[Data items]
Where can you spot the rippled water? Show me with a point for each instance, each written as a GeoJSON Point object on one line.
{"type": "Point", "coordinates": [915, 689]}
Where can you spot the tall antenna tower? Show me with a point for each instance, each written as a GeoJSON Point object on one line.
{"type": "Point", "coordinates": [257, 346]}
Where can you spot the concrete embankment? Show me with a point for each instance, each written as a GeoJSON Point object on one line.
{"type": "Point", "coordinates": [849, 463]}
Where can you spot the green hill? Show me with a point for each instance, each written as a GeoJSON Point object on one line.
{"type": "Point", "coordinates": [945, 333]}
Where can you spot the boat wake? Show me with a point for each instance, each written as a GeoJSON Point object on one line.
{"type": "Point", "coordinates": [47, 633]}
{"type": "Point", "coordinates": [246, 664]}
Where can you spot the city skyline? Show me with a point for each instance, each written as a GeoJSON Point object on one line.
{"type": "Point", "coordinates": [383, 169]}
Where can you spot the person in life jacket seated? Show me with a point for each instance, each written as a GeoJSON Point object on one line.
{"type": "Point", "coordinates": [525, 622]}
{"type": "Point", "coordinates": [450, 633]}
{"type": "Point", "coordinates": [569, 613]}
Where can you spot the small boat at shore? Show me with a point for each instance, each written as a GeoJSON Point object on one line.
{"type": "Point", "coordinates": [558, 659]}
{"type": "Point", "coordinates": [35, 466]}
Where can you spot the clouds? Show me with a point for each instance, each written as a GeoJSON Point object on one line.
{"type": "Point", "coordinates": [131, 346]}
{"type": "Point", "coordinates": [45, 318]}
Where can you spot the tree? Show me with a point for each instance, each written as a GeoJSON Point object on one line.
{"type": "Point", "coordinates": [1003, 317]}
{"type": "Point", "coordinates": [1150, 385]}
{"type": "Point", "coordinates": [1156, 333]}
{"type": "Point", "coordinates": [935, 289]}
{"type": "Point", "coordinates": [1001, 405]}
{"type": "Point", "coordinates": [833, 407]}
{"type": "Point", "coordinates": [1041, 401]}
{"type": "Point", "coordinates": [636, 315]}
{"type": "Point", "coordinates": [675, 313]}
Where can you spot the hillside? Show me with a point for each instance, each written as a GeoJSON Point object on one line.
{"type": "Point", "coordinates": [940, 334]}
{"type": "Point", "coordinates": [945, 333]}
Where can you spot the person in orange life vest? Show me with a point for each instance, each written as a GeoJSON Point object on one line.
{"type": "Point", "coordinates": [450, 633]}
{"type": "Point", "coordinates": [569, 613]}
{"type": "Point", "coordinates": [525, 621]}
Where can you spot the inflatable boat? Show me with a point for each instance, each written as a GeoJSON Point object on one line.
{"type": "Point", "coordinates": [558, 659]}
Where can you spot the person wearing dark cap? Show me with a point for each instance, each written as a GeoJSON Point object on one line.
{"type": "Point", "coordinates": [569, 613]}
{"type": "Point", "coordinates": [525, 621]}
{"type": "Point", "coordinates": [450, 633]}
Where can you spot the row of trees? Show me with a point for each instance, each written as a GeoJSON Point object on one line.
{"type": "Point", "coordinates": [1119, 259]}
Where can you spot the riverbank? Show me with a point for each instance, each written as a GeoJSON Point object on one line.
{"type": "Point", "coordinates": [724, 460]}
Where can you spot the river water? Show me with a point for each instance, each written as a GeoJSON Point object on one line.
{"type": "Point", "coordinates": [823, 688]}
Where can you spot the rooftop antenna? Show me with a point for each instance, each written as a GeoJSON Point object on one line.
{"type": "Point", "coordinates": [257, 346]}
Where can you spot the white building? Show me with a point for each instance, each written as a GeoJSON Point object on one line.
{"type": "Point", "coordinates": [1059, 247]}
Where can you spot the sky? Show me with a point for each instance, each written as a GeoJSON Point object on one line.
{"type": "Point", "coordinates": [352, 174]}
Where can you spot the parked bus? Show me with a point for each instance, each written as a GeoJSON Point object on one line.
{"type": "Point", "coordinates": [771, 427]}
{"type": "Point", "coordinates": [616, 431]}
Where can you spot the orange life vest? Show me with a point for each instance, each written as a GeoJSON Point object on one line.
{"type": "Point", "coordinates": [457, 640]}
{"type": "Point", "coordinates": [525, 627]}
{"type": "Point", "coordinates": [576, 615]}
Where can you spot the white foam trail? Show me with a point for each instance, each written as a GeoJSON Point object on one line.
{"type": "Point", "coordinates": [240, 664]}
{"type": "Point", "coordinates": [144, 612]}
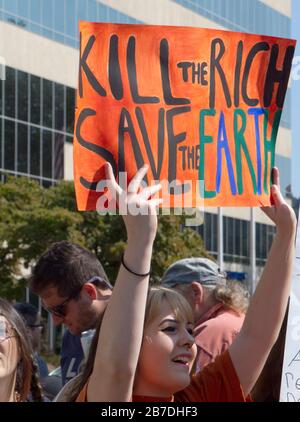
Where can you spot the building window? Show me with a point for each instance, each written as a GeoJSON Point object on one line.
{"type": "Point", "coordinates": [22, 163]}
{"type": "Point", "coordinates": [35, 99]}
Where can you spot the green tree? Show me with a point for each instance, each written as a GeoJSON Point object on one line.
{"type": "Point", "coordinates": [32, 218]}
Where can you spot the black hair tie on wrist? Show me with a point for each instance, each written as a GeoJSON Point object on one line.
{"type": "Point", "coordinates": [133, 272]}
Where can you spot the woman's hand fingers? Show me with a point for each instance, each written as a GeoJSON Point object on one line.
{"type": "Point", "coordinates": [111, 178]}
{"type": "Point", "coordinates": [150, 190]}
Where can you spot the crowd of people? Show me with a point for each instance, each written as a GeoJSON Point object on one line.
{"type": "Point", "coordinates": [211, 341]}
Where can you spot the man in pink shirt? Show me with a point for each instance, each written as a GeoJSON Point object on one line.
{"type": "Point", "coordinates": [219, 306]}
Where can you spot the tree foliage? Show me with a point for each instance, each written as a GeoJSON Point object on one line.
{"type": "Point", "coordinates": [32, 218]}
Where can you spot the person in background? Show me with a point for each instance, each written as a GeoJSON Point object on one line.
{"type": "Point", "coordinates": [129, 372]}
{"type": "Point", "coordinates": [219, 306]}
{"type": "Point", "coordinates": [75, 289]}
{"type": "Point", "coordinates": [30, 315]}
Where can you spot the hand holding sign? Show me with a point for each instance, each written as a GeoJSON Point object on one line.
{"type": "Point", "coordinates": [139, 210]}
{"type": "Point", "coordinates": [280, 213]}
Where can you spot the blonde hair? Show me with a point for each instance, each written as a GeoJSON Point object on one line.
{"type": "Point", "coordinates": [233, 295]}
{"type": "Point", "coordinates": [179, 305]}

:: What to do ::
Give the data again exactly as written, with all pictures left out.

:: Written answer ::
Where can you spot the rippled water? Show me with a point for each instance, each written as a GeoJSON Point object on one line.
{"type": "Point", "coordinates": [915, 689]}
Where can you spot the tall antenna tower? Show me with a point for each instance, each written as a GeoJSON Point object on one line.
{"type": "Point", "coordinates": [257, 346]}
Where can you spot the concrete embankment? Show me with a point for each instance, each written as a GeoJSON Point object on one line.
{"type": "Point", "coordinates": [849, 463]}
Where can you spot the green hill? Show me with a point for each instance, each written as a GeoJSON Point object on one line.
{"type": "Point", "coordinates": [945, 333]}
Where can you spot the boat wake? Show me with a point for each instance, each written as a GeoJSON Point object on one line.
{"type": "Point", "coordinates": [47, 633]}
{"type": "Point", "coordinates": [246, 664]}
Where can you spot the city skyline? Show me with a point for each instance, each written as a GeoJSON Point object on one line.
{"type": "Point", "coordinates": [383, 169]}
Where can you spot the person in life jacket seated? Show me with a point for each instance, each written as a GeoJSON Point object on one line.
{"type": "Point", "coordinates": [525, 622]}
{"type": "Point", "coordinates": [450, 633]}
{"type": "Point", "coordinates": [569, 613]}
Where can you spot the small boat at shore? Show me with a point for each instance, each written as a GeoJSON Point object on one line.
{"type": "Point", "coordinates": [558, 659]}
{"type": "Point", "coordinates": [35, 466]}
Where can you spot the clouds? Show me with a point for each instance, each written as a GeoJSON Point object on one line.
{"type": "Point", "coordinates": [131, 346]}
{"type": "Point", "coordinates": [45, 318]}
Where can you spot the tree? Show me with a point for each instance, each written as a GeoJSON Point object on one line.
{"type": "Point", "coordinates": [1003, 317]}
{"type": "Point", "coordinates": [1150, 385]}
{"type": "Point", "coordinates": [1156, 333]}
{"type": "Point", "coordinates": [935, 289]}
{"type": "Point", "coordinates": [1001, 405]}
{"type": "Point", "coordinates": [833, 407]}
{"type": "Point", "coordinates": [1041, 401]}
{"type": "Point", "coordinates": [636, 315]}
{"type": "Point", "coordinates": [675, 313]}
Where can you spot the hillside? Show me with a point for each instance, each written as a GeoJSON Point object on one line.
{"type": "Point", "coordinates": [940, 334]}
{"type": "Point", "coordinates": [945, 333]}
Where can you spot the person in orange life vest? Show me with a point for each instance, each written as a GeoJSON Point object on one line.
{"type": "Point", "coordinates": [450, 633]}
{"type": "Point", "coordinates": [569, 613]}
{"type": "Point", "coordinates": [525, 621]}
Where can you spot the inflatable boat? Show me with a point for each instance, each written as a GeoJSON Point object on one line.
{"type": "Point", "coordinates": [558, 659]}
Where can you spot the person wearing dark cap? Show me with a point for each instance, each written as a GeoJSON Point object on one line.
{"type": "Point", "coordinates": [569, 613]}
{"type": "Point", "coordinates": [525, 621]}
{"type": "Point", "coordinates": [450, 633]}
Where can you spot the row of trees? Show me with a point for each instance, each written as a GeoJSON Point object on one line.
{"type": "Point", "coordinates": [1119, 259]}
Where can you spot the riverbank? Show me with a point for each instance, each written as a GeoJSON Point object on one line.
{"type": "Point", "coordinates": [724, 460]}
Where can you spot the river water? Show me with a point for each instance, each written as a GeoJSON Point object on one line.
{"type": "Point", "coordinates": [823, 688]}
Where can you spot the rooftop antenna? Show me with a point for each instance, each written as a GeoJSON Point object on one line.
{"type": "Point", "coordinates": [257, 346]}
Where can you spot the white building? Show me with a point for each instance, each written as a GeoJSON Point object on one line.
{"type": "Point", "coordinates": [1059, 247]}
Where can you spot the sky? Show me with a point for each instance, each written as a GeoJSON Point object on one line.
{"type": "Point", "coordinates": [352, 174]}
Where can you spot the parked bus? Show me with a point for each instance, each written as a GeoJSON Point object on one line.
{"type": "Point", "coordinates": [771, 427]}
{"type": "Point", "coordinates": [616, 431]}
Where can you spot the orange life vest? Show me with a point for each instance, each written as a GeoJSON Point object on one line.
{"type": "Point", "coordinates": [457, 640]}
{"type": "Point", "coordinates": [525, 627]}
{"type": "Point", "coordinates": [576, 615]}
Where can you spot the white foam trail? Show me with a point for each instance, each written as a GeoJSON Point object on one line.
{"type": "Point", "coordinates": [240, 664]}
{"type": "Point", "coordinates": [144, 612]}
Where can you spot the building window? Show me with a point for each instance, each written as a GeoJSON Point object on one line.
{"type": "Point", "coordinates": [22, 163]}
{"type": "Point", "coordinates": [35, 99]}
Where can you spot the green tree? Show me with a point for each instance, each written as a GeoJSON Point object on one line.
{"type": "Point", "coordinates": [32, 218]}
Where can you spot the black hair tie on wrist? Show me with a point for each instance, each written as a GeoJSON Point object on one line.
{"type": "Point", "coordinates": [133, 272]}
Where can you spot the woman's hand fingers? Show me with a point for each instance, each written as a GeoJSON Point object on one line.
{"type": "Point", "coordinates": [111, 178]}
{"type": "Point", "coordinates": [150, 190]}
Where can you spot the crowd of people? Show me with a point for each instance, each written as a GeoJSON Point object on one line.
{"type": "Point", "coordinates": [211, 341]}
Where can you spot the man in pink shirt? Show me with a point for each instance, each written as a GeoJSON Point object on one line.
{"type": "Point", "coordinates": [219, 306]}
Where can you spot the tree foliage? Show me with a point for each instance, each written as a GeoJSON Point object on one line.
{"type": "Point", "coordinates": [32, 218]}
Where can you spot the person in background? Show me with a point for each instance, each written as a GeoJSON Point object on one line.
{"type": "Point", "coordinates": [129, 372]}
{"type": "Point", "coordinates": [219, 306]}
{"type": "Point", "coordinates": [75, 289]}
{"type": "Point", "coordinates": [30, 315]}
Where can you spot the hand holding sign? Show me with a point for each instance, each written as a GeoJSON Point object on one line.
{"type": "Point", "coordinates": [139, 210]}
{"type": "Point", "coordinates": [280, 213]}
Where can you spot the blonde hair? Show me with a point for each instance, each written as a GeoJSON Point object on one line.
{"type": "Point", "coordinates": [233, 295]}
{"type": "Point", "coordinates": [179, 305]}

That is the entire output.